Saved entries:
START
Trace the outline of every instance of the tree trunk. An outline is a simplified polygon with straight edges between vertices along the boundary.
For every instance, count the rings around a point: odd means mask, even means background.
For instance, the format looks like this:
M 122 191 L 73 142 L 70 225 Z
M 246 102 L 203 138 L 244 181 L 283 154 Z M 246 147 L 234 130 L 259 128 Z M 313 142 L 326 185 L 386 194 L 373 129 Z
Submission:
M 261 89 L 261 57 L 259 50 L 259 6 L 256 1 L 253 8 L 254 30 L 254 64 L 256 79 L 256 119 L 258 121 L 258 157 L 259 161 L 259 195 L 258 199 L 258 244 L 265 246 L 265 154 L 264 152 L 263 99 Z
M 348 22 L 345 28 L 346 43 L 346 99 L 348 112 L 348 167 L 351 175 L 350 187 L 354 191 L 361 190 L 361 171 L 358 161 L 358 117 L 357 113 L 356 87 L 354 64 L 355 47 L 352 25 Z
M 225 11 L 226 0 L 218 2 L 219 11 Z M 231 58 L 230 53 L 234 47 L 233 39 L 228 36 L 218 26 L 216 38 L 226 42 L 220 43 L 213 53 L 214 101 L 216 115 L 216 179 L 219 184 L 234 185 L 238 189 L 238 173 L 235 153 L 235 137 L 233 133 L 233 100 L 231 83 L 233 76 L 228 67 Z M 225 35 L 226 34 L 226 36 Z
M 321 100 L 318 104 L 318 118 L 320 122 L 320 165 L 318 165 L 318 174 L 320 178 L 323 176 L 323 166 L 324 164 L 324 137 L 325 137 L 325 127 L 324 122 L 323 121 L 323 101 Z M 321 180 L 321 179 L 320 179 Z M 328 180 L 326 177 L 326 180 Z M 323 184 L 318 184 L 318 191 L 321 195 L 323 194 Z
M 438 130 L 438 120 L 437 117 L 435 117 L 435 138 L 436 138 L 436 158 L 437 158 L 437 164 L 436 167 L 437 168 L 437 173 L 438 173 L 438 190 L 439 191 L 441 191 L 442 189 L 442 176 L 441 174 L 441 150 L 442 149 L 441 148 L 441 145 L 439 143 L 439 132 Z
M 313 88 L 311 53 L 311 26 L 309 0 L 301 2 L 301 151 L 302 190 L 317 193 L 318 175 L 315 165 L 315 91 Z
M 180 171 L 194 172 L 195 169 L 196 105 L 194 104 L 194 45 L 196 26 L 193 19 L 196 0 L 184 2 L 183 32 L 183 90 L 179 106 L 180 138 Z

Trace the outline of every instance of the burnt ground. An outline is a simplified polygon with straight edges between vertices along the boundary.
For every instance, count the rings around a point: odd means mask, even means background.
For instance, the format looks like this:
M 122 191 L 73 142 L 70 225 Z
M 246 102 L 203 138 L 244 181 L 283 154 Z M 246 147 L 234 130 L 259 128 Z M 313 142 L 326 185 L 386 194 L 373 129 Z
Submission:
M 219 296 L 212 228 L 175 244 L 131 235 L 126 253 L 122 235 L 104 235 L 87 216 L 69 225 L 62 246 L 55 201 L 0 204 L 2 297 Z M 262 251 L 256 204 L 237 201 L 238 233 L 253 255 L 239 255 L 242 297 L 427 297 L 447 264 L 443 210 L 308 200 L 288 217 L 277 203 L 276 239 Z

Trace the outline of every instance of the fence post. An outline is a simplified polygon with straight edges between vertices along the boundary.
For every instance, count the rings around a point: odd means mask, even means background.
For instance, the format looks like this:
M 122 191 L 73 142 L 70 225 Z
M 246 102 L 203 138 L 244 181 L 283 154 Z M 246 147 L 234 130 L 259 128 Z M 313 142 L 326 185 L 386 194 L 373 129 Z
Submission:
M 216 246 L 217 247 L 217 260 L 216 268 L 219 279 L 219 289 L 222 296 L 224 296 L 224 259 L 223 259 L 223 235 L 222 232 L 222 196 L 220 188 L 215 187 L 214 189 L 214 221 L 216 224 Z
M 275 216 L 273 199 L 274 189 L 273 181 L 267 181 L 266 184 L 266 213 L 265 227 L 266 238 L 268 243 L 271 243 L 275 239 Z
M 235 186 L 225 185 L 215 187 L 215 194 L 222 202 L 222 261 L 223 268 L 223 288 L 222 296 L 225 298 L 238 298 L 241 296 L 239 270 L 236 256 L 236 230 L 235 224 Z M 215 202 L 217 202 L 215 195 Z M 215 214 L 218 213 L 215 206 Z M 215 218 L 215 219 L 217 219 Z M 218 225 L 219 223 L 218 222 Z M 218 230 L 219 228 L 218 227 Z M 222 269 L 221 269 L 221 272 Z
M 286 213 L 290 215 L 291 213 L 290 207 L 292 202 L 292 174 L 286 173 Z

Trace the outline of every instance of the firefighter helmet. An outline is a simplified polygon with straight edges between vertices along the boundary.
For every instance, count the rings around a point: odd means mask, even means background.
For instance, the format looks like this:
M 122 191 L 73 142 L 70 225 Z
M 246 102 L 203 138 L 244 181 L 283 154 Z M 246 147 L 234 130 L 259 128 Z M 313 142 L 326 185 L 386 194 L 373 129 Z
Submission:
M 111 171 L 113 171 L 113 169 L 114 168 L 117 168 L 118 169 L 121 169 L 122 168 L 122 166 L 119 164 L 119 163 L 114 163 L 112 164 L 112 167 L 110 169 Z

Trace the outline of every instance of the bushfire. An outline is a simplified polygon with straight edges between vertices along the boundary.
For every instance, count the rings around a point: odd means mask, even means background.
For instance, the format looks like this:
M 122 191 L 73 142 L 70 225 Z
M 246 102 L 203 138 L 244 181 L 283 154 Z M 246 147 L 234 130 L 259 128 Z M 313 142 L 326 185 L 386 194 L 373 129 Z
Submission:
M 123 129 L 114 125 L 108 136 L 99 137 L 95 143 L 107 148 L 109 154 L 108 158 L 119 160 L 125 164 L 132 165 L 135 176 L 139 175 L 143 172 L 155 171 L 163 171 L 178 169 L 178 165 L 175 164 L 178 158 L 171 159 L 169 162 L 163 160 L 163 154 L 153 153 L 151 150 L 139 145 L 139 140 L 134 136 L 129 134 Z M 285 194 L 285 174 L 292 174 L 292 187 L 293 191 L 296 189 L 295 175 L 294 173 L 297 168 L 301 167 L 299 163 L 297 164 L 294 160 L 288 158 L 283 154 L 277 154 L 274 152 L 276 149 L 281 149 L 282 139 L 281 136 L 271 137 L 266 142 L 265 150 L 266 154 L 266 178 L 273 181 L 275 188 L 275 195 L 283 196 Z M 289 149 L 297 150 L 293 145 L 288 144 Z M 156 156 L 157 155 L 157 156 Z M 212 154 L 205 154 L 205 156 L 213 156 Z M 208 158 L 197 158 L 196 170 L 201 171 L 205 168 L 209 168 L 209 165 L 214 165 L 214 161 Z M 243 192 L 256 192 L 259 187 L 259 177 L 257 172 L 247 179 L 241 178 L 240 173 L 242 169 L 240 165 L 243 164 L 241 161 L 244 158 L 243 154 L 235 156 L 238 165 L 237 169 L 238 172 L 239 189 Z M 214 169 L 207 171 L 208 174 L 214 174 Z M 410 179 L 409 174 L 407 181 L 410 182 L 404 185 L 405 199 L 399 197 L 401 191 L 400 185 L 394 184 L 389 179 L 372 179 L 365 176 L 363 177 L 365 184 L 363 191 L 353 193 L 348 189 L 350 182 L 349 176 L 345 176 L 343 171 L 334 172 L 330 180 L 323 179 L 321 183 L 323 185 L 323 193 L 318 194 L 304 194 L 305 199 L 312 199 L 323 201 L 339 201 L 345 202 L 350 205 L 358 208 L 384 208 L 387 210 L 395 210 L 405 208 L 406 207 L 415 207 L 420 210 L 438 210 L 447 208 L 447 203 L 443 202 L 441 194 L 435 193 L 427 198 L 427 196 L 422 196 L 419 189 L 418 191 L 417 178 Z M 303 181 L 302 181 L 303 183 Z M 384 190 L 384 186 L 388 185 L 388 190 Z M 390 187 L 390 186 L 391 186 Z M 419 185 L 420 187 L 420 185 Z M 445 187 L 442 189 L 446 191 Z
END
Rescale the data from its first line through the line containing "M 438 130 L", repeating every line, requests included. Multiply each coordinate in the answers by 2.3 and round to whole numbers with halves going up. Leave the numbers in the requests and their format samples unchanged.

Trace the outline of every instance of the tree trunk. An outline is a simplified polygon with straight edges between vertices along the boundary.
For every instance, count the rings around a point: odd means mask, even means background.
For instance, the format looks like this:
M 122 191 L 73 142 L 70 225 Z
M 246 102 L 203 138 L 244 181 L 283 154 Z M 246 147 L 234 130 L 259 128 Z M 313 142 L 326 185 L 386 194 L 373 129 Z
Submission:
M 600 205 L 600 131 L 596 115 L 596 14 L 589 2 L 582 18 L 584 69 L 584 147 L 589 182 L 589 274 L 593 278 L 593 361 L 596 370 L 596 449 L 593 458 L 593 561 L 610 566 L 610 354 L 607 350 L 605 228 Z
M 800 51 L 794 64 L 796 99 L 796 228 L 800 258 L 800 384 L 807 403 L 805 430 L 814 439 L 830 437 L 830 393 L 823 370 L 823 269 L 821 260 L 819 200 L 814 147 L 817 108 L 810 58 Z
M 518 25 L 520 0 L 501 5 L 504 25 Z M 531 133 L 529 122 L 538 108 L 536 90 L 524 83 L 501 60 L 497 87 L 520 97 L 506 99 L 490 122 L 492 232 L 497 265 L 497 412 L 504 423 L 538 426 L 547 435 L 547 398 L 541 352 L 541 315 L 536 306 L 536 230 L 531 191 L 536 175 L 524 154 Z M 518 81 L 520 78 L 520 83 Z
M 738 230 L 731 239 L 731 271 L 736 281 L 736 380 L 731 380 L 731 400 L 736 409 L 743 405 L 743 382 L 745 377 L 745 315 L 748 315 L 748 292 L 745 281 L 743 278 L 743 232 Z M 738 414 L 738 412 L 736 412 Z M 754 414 L 750 407 L 750 414 Z M 743 423 L 731 423 L 731 439 L 738 449 L 743 446 Z
M 1007 299 L 1007 276 L 1005 269 L 1001 269 L 1001 317 L 1003 317 L 1003 363 L 1005 363 L 1005 377 L 1003 384 L 1005 386 L 1005 398 L 1007 398 L 1007 437 L 1010 439 L 1014 439 L 1017 435 L 1017 405 L 1014 400 L 1014 345 L 1017 343 L 1014 340 L 1014 334 L 1010 329 L 1010 304 Z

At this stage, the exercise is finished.